BEGIN Document section

# LGB French Mkado + RCS BatteryR/C



## TonyWalsham (Jan 2, 2008)

As mentioned in the *LGB MIKADO + RCS battery R/C* thread I posted the other day I have also been commissioned to do the French version of the loco.

This has now been completed.

Basic dismantling of the loco has been covered in the above thread so I won't go over the procedure again.

I will add some pics and an explanation here of how this one was wired slightly differently from the earlier one.

The owner wanted to have reversing lights on the tender. 
Idea # 1. I had intended using a simple DPDT relay using the reverse light function to change the battery voltage - LGB loco wiring polarity. This worked just fine but the lights didn't flash the same as having simple LED's controlled by the lighting functions. Even I got confused as to what the blinking meant.
Idea # 2. I tried using a pair of SPDT relays wired so that when both relays were OFF no voltage was supplied to the LGB wiring. That allowed the sound to turn itself OFF after the controlled period. That didn't work quite right as the lights tended to flicker just before turning ON & OFF positively. Plus I still had to have LED's in the back head for indicating programming reactions.
Idea # 3. Here, I simply powered the LGB electrics straight from the traction batteries. Then I removed the tender lighting plug and fed a fixed 5 volt supply from the LGB pcb into one connection and took the other side of the bulb to ground via the BTL-3r reverse lighting function.
You can see the yellow and blue wires in the top LH corner of the pic below.
The two sound triggers were spliced into the correct wires on the 5 way plug coming from the LGB chuff and sound triggers. This 5x way plug is right beside the cable tie.










The next pic shows the SPEKTRUM AR500 RX plugged in upside down on the BTL-3r decoder pcb.

END Document section

**Challenges**
1. Answer these questions about the forum post:
(a) What did the owner want on the tender?
(b) What voltage did the fixed supply from the LGB pcb provide to the tender lighting plug?
(c) What is plugged in upside down on the BTL-3r decoder pcb?
2. Rewrite the part of the forum post starting at "Idea # 3. Here, I" and ending at "BTL-3r decoder pcb.", swapping "cable tie" for "zip tie".
3. List each numbered idea in the forum post for wiring the reversing lights, with a brief description of the method it used.
Rely only on the forum post when answering.

BEGIN Records

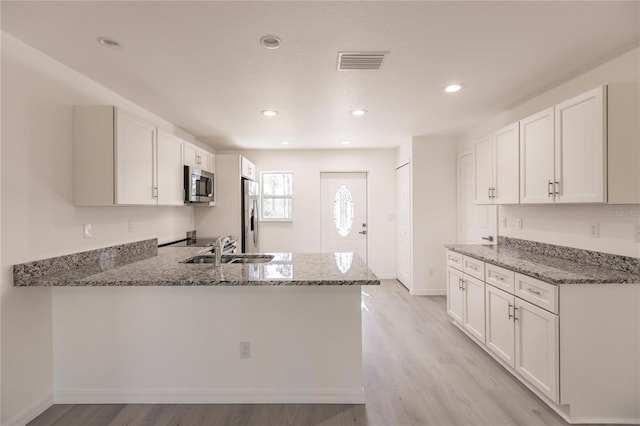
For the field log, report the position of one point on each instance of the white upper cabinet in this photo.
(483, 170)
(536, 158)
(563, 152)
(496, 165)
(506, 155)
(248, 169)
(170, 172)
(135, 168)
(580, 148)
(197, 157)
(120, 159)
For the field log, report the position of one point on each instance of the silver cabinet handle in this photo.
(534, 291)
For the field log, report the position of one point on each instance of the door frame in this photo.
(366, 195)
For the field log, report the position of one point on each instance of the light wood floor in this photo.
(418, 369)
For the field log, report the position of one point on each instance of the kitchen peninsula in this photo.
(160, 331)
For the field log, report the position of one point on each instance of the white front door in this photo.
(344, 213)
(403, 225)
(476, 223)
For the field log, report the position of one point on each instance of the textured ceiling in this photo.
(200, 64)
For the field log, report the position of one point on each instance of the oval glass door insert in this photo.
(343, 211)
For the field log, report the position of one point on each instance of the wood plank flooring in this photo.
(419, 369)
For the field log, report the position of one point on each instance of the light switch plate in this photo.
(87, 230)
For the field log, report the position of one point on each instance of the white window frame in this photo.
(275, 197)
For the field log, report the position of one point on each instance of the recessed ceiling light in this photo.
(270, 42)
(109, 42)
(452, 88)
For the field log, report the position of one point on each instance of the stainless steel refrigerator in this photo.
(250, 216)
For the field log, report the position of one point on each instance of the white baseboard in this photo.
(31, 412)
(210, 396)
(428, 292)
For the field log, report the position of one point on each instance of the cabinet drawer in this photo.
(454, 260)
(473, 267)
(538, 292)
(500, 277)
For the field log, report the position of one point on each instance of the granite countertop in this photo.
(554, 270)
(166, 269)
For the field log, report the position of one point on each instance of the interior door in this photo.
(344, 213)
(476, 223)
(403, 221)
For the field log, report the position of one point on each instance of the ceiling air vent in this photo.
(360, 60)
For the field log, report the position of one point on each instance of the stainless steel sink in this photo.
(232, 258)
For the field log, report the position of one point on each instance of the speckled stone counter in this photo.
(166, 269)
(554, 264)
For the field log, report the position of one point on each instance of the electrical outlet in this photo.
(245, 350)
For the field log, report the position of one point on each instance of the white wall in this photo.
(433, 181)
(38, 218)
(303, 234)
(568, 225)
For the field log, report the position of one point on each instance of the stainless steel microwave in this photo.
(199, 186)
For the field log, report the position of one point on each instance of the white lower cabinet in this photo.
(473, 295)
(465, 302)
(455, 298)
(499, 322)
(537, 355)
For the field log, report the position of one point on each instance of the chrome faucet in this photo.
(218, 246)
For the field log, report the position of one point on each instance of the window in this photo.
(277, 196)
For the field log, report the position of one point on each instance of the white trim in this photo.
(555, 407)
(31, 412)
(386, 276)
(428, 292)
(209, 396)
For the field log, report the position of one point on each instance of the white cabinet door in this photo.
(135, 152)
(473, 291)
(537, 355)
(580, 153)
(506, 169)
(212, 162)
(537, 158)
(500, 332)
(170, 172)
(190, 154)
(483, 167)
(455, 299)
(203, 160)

END Records

**Final results**
1.
(a) Reversing lights.
(b) 5 volts.
(c) The SPEKTRUM AR500 RX.

2.
Idea # 3. Here, I simply powered the LGB electrics straight from the traction batteries. Then I removed the tender lighting plug and fed a fixed 5 volt supply from the LGB pcb into one connection and took the other side of the bulb to ground via the BTL-3r reverse lighting function.
You can see the yellow and blue wires in the top LH corner of the pic below.
The two sound triggers were spliced into the correct wires on the 5 way plug coming from the LGB chuff and sound triggers. This 5x way plug is right beside the zip tie.










The next pic shows the SPEKTRUM AR500 RX plugged in upside down on the BTL-3r decoder pcb.

3.
Idea # 1: a simple DPDT relay, using the reverse light function to change the battery voltage and LGB loco wiring polarity.
Idea # 2: a pair of SPDT relays, wired so that no voltage was supplied to the LGB wiring when both relays were OFF.
Idea # 3: powering the LGB electrics straight from the traction batteries, feeding a fixed 5 volt supply from the LGB pcb into one connection of the tender lighting, and taking the other side of the bulb to ground via the BTL-3r reverse lighting function.